> [REQUIREMENT] Copy the data below word for word. Begin at the line that contains "Where can the lavender" and stop after the last line of the data.

> [RECORDS TO USE]
▬▬▬▬▬▬▬▬▬▬

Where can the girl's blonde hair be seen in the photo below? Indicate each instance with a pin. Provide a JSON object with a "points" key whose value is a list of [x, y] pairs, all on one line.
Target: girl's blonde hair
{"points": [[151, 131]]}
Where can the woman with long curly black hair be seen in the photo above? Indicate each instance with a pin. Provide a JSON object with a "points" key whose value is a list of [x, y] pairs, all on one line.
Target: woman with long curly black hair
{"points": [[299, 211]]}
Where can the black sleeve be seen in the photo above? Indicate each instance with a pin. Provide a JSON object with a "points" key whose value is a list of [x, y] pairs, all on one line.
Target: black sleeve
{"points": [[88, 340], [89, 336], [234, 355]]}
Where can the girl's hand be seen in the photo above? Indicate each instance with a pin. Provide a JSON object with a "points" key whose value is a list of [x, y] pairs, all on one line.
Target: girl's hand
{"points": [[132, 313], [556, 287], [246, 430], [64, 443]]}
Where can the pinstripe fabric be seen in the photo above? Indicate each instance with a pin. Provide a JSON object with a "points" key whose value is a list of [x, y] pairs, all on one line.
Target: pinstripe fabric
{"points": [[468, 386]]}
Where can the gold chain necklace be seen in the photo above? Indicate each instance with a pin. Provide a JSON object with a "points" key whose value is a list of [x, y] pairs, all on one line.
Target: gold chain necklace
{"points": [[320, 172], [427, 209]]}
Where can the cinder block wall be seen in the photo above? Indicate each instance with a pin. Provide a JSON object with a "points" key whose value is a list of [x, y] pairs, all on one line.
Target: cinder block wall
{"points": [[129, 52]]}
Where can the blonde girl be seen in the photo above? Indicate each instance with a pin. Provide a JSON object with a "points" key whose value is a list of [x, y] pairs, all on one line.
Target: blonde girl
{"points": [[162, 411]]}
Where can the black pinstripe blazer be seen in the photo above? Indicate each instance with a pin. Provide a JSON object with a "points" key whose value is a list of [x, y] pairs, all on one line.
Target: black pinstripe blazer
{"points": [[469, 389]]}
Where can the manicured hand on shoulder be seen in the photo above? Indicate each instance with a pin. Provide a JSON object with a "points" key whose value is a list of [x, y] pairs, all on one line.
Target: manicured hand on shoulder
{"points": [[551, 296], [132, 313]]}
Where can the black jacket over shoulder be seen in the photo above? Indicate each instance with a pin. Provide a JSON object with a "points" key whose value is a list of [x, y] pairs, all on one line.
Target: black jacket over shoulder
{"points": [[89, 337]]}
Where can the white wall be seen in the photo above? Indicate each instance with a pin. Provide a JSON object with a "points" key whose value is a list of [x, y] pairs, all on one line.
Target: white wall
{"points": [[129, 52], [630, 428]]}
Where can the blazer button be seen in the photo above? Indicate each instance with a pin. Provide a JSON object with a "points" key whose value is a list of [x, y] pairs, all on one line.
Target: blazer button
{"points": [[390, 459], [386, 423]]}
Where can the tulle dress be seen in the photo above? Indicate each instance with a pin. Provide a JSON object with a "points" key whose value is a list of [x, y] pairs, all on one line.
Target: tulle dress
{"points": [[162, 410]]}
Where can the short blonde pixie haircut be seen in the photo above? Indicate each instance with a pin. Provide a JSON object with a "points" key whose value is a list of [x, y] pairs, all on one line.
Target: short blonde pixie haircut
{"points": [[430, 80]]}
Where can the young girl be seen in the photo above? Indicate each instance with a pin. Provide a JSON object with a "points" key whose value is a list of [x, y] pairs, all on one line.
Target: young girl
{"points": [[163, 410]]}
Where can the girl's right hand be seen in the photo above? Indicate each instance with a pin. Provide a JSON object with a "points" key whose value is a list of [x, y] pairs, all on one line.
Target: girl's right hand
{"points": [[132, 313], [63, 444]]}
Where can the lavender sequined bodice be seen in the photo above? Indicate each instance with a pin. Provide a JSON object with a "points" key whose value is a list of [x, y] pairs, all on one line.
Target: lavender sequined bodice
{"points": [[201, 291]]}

▬▬▬▬▬▬▬▬▬▬

> [REPLY]
Where can the lavender sequined bodice be seen in the photo above? Indicate each instance with a pin. Provide a JSON object with a "points" key whose value is a list of [x, y] pairs, all on one line.
Target: lavender sequined bodice
{"points": [[201, 291]]}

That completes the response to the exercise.